Give only the lines from the one containing "TARGET: white cloud" through the end of the material below, exactly as written.

(MATERIAL SHOWN)
** start **

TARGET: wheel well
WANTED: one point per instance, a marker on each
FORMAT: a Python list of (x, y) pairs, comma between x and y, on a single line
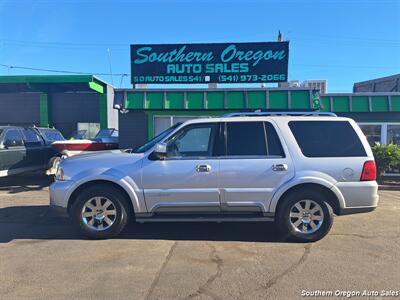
[(330, 196), (102, 183)]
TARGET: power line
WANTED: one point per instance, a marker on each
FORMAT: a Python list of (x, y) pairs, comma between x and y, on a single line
[(62, 71)]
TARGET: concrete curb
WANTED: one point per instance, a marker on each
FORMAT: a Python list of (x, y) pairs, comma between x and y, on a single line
[(389, 188)]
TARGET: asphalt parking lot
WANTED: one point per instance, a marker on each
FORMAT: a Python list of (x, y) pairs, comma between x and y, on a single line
[(44, 257)]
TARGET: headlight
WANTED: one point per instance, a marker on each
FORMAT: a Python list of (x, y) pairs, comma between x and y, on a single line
[(60, 174)]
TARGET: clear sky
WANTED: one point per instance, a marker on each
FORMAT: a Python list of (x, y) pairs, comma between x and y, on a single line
[(343, 41)]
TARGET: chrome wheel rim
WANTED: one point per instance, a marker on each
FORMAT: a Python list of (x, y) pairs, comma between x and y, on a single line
[(306, 216), (99, 213)]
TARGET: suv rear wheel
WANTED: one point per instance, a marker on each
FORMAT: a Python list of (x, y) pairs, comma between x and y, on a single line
[(305, 216), (100, 212)]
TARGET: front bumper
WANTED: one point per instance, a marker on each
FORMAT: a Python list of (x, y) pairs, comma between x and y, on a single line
[(59, 195)]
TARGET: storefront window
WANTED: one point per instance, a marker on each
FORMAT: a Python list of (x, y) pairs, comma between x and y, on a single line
[(372, 132), (393, 134), (91, 129)]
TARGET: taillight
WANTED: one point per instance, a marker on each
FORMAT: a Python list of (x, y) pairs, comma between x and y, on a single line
[(369, 171)]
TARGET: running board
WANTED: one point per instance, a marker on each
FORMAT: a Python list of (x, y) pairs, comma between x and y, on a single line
[(203, 218)]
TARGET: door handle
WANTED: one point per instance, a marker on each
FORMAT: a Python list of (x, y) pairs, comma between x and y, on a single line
[(203, 168), (279, 167)]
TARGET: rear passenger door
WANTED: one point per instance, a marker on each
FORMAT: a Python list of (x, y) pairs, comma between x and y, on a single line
[(254, 166)]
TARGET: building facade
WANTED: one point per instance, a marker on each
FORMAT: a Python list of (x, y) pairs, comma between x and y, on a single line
[(379, 85), (67, 103)]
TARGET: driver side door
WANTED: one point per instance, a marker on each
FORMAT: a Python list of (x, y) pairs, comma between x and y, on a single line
[(187, 179), (12, 151)]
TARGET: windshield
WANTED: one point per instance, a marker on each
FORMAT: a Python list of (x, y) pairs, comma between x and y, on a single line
[(156, 139), (78, 135), (51, 135), (109, 132)]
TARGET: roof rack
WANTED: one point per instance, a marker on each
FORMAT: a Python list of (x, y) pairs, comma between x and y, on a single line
[(280, 113)]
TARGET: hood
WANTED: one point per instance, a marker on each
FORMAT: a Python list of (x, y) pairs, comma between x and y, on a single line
[(98, 162)]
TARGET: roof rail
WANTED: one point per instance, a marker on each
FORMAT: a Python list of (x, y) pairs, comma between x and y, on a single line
[(280, 113)]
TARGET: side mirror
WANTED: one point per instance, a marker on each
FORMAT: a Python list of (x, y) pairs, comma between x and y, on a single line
[(160, 151)]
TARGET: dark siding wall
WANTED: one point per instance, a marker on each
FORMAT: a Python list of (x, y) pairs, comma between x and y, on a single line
[(67, 109), (19, 109), (132, 129)]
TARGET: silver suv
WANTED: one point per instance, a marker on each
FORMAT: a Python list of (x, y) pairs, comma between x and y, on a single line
[(297, 169)]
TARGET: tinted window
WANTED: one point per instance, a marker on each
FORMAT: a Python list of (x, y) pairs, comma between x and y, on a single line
[(156, 139), (31, 137), (193, 140), (245, 138), (327, 138), (274, 145), (13, 138)]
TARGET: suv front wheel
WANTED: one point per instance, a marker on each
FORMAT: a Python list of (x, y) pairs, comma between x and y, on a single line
[(100, 212), (305, 216)]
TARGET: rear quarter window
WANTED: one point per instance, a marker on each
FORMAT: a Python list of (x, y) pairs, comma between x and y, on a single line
[(327, 139)]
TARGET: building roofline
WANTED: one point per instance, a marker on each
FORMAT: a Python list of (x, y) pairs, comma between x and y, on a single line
[(378, 79)]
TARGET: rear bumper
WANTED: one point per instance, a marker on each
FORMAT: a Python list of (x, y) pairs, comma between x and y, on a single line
[(358, 196), (58, 194)]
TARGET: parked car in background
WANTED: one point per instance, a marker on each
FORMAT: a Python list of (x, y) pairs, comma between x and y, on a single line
[(297, 169), (26, 149), (106, 139)]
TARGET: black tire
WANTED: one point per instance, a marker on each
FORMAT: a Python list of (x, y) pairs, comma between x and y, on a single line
[(119, 203), (285, 222)]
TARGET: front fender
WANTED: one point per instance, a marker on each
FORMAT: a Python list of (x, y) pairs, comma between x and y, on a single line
[(303, 178), (115, 176)]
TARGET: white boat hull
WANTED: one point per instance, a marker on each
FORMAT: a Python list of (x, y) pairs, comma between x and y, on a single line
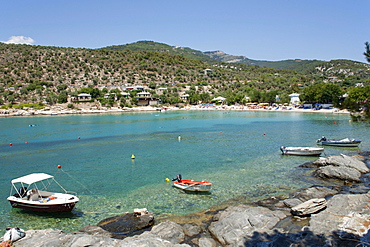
[(61, 203), (195, 186), (339, 143), (302, 151)]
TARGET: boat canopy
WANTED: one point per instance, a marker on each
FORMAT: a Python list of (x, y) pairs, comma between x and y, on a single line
[(32, 178)]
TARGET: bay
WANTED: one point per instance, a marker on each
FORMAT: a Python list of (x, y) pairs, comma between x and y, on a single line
[(237, 151)]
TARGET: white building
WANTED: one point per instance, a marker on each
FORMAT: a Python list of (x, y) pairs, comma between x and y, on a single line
[(294, 98)]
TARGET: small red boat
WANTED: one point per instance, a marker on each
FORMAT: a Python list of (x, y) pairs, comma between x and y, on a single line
[(191, 185)]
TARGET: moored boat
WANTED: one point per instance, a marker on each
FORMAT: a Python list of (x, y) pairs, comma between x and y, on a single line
[(191, 185), (302, 151), (346, 142), (31, 194)]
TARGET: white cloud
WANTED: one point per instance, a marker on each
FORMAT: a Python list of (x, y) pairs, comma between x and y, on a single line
[(20, 40)]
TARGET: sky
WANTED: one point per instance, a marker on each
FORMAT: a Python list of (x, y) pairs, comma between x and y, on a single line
[(270, 30)]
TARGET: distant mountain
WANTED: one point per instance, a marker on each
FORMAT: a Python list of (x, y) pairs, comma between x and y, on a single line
[(314, 67), (160, 47), (297, 64)]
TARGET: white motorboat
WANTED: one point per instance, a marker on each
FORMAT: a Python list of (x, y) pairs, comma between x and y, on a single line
[(31, 193), (346, 142)]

** end **

(SOLUTION FOR THIS PROBLEM)
TARGET: white cloud
WANTED: one point per instance, a marker on each
FORMAT: a Python list of (x, y) pairs, comma between x and y, on a single line
[(20, 40)]
TARGET: sky
WANTED: one point per instance, a marker on each
FORMAT: a Python list of (x, y) pairs, comma between x and y, on a single line
[(270, 30)]
TARGET: distant mountain
WANTED: one point per instance, a marker on each
FORMAT: a Python list of (x, y) pairs, comma between x and y, on a single line
[(314, 67), (160, 47), (297, 64)]
TARGET: white motorboat
WANTED: one point per instance, a marker on each
FORMAT: a Python list of (x, y) pairs, comma between x and y, on a single line
[(31, 193), (346, 142)]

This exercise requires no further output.